Write out every one of the following records word for word, keeping each line unchanged.
--- start of Available records ---
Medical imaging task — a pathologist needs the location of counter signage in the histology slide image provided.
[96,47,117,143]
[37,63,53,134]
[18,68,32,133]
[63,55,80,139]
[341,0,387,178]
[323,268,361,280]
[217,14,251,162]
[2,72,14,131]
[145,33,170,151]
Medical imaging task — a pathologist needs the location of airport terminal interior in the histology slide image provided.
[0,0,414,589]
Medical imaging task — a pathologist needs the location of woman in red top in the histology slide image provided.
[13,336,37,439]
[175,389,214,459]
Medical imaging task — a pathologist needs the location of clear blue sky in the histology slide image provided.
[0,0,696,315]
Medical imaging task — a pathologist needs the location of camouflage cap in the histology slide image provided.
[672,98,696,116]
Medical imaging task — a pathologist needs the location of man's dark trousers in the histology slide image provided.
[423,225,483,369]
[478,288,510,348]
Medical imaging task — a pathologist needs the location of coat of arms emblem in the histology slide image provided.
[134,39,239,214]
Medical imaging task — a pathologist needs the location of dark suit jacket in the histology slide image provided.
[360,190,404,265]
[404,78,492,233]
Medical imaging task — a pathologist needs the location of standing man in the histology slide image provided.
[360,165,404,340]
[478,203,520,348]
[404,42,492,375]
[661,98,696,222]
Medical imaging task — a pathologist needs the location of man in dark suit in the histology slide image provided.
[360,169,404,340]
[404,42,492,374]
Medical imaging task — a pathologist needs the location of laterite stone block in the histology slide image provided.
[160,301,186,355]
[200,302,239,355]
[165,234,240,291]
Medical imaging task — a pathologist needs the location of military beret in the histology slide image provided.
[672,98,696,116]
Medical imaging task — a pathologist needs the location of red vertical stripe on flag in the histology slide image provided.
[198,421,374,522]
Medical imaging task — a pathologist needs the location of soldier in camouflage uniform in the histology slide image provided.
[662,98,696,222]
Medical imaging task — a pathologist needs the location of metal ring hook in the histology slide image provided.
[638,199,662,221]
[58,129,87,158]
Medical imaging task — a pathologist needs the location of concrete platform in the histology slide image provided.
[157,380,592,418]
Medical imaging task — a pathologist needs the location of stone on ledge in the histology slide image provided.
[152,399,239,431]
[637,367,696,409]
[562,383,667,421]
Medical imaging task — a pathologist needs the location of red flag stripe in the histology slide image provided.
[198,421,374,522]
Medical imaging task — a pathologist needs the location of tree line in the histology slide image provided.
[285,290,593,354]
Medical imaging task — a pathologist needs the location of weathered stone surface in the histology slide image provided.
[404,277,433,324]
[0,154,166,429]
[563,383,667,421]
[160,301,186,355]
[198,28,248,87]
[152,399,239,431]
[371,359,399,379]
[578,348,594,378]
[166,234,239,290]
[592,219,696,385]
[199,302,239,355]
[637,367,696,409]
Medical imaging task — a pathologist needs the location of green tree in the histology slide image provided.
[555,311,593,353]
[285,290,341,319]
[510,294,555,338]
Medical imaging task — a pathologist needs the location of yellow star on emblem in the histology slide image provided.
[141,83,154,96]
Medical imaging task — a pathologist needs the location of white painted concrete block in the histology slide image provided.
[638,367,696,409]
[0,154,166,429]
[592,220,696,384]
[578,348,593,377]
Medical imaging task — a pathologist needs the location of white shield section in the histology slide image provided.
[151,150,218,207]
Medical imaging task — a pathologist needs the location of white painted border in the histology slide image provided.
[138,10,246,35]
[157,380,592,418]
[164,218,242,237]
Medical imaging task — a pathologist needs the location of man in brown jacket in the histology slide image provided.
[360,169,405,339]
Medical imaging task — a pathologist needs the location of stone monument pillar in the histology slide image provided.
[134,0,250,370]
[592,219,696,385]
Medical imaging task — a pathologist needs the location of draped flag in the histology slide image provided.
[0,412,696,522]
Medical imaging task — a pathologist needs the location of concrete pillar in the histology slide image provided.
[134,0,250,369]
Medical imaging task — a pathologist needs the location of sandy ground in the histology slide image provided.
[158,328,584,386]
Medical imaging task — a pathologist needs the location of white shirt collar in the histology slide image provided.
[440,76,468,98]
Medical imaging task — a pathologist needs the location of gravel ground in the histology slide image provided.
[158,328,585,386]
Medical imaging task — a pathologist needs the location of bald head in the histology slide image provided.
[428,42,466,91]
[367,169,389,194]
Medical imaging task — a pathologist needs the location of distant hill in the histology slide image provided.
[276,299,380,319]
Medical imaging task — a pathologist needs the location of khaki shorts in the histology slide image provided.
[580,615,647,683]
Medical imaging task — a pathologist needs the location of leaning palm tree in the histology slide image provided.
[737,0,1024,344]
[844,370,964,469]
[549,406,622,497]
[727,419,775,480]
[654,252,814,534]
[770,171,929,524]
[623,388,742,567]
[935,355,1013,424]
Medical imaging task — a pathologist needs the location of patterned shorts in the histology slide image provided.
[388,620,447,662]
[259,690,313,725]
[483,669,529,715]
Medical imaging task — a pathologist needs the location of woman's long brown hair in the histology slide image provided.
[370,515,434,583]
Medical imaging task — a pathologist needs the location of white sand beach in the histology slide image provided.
--- end of Available records ---
**The response:**
Medical imaging task — a pathologist needs the location of counter signage in the histology slide image provided.
[96,47,117,143]
[37,63,53,134]
[18,68,32,133]
[63,55,80,139]
[341,0,387,178]
[323,268,361,280]
[217,14,251,162]
[2,72,14,131]
[145,33,170,151]
Medical imaging task — a pathologist needs the location of airport terminal interior in the histology slide image provided.
[0,0,414,589]
Medical imaging task — a pathologist needs the location of woman in red top in the histology slide image provided.
[13,336,37,439]
[175,389,214,459]
Medical imaging task — a pathologist needs the location of clear blue sky in the histology slide image provided.
[0,0,696,315]
Medical imaging task — a pathologist needs the location of camouflage cap in the histology slide image provided.
[672,98,696,116]
Medical imaging task — a pathologist needs the location of man's dark trousers in the histology slide image provided.
[423,225,483,369]
[478,288,510,348]
Medical imaging task — a pathologist needs the location of coat of arms emblem in the histology slide image provided.
[134,39,239,214]
Medical imaging task — a pathologist needs the location of dark suit jacket in the histology slide image provided.
[360,190,404,265]
[404,78,492,233]
Medical imaging task — a pathologist needs the location of standing man in the histology slide image provided.
[360,165,404,340]
[478,203,520,348]
[404,42,492,375]
[661,98,696,222]
Medical imaging task — a pathologist needs the location of man in dark suit in the histology slide image provided.
[360,169,404,340]
[404,42,492,374]
Medical imaging task — a pathologist needs the location of laterite stone block in the histology slide image provided.
[160,301,186,355]
[200,302,239,355]
[165,234,240,291]
Medical imaging task — a pathologist needs the location of military beret in the histology slide image provided.
[672,98,696,116]
Medical imaging task — a pathologist needs the location of red vertical stripe on flag in the histology slide image provided.
[198,421,374,522]
Medical imaging task — a pathologist needs the location of soldier in camouflage uniform in the histology slide image provided.
[662,98,696,222]
Medical imaging task — a pathologist needs the location of metal ring hook in the histology slide image provided.
[638,199,662,221]
[58,129,87,158]
Medical imaging task — a pathologist needs the location of concrete platform in the histology slide image provided.
[157,380,592,418]
Medical imaging task — a pathologist needs the location of stone on ledge in the histology slide image provided.
[152,399,239,431]
[637,367,696,409]
[562,383,667,421]
Medical imaging task — a pathologist needs the location of red flag stripe in the histology slide image provided.
[198,421,374,522]
Medical imaging task — a pathologist needs the location of tree line in the histology slide image provided.
[285,290,593,354]
Medical imaging task — a pathologist needs the location of weathered stone surface in the histology slide image provided.
[404,277,433,324]
[0,154,166,429]
[563,383,667,421]
[160,301,186,355]
[198,28,248,87]
[152,399,239,431]
[371,359,399,379]
[578,348,594,378]
[166,234,239,290]
[592,219,696,385]
[199,302,239,355]
[637,367,696,409]
Medical imaging task — a pathologist needs the location of green tree in the histology slide image provided.
[555,311,593,353]
[285,290,341,319]
[510,294,555,338]
Medical imaging task — a pathologist needs the location of yellow star on emblem in the histology slide image provided.
[141,83,154,96]
Medical imaging task — a pathologist needs the location of white painted concrete block in the histology slide image provided.
[638,367,696,409]
[0,154,166,429]
[592,220,696,384]
[578,348,593,377]
Medical imaging task — a pathologist needs the location of white shield section in the histology slide image provided.
[151,150,218,207]
Medical imaging task — a pathologist needs the location of white painted border in the histology slide image provided.
[138,10,246,35]
[157,380,592,418]
[164,218,242,237]
Medical imaging task — a pathologist needs the location of man in brown jacket in the histology slide image provided.
[360,169,405,339]
Medical imaging task — a pathologist needs the location of stone monument pillar in the histology slide image provided.
[134,0,250,370]
[592,219,696,385]
Medical imaging task — a pathologist needs the location of draped flag in the histology slide image provided.
[0,412,696,522]
Medical imaging task — a pathologist needs the location of concrete pillar in the histology slide image provided.
[134,0,250,369]
Medical imaging task — a pathologist needs the location of sandy ground in the histology slide image provided.
[158,328,584,386]
Medical imaging task — a pathologist needs the location of white shirt collar in the histology slide image provided.
[440,76,468,98]
Medical imaging task — a pathologist needs the location of gravel ground in the histology slide image provided.
[158,328,585,386]
Medical imaging task — a pathologist needs the location of bald head in the histology slide image provided.
[428,42,466,91]
[367,169,389,194]
Medical imaging task — a pathologist needs the location of distant hill in the histology slide image provided.
[276,299,380,319]
Medical imaging task — a pathologist needs the location of khaki shorts in the histology slide image provided.
[580,615,647,683]
Medical imaging task — a pathologist needs the location of leaning palm tree in the histology slide image provided.
[737,0,1024,344]
[844,370,964,469]
[549,406,622,497]
[727,419,775,480]
[654,252,814,534]
[770,171,929,524]
[623,388,742,567]
[935,355,1013,424]
Medical imaging task — a pathologist needs the location of patterned shorts in the histology slide image provided.
[388,620,447,662]
[259,690,313,725]
[483,669,529,715]
Medical imaging task — a pathologist needs the location of woman's long brown hair in the histology slide image provided.
[370,515,434,583]
Medical imaging task — a pathologist needs the location of white sand beach in the histology slide image provided.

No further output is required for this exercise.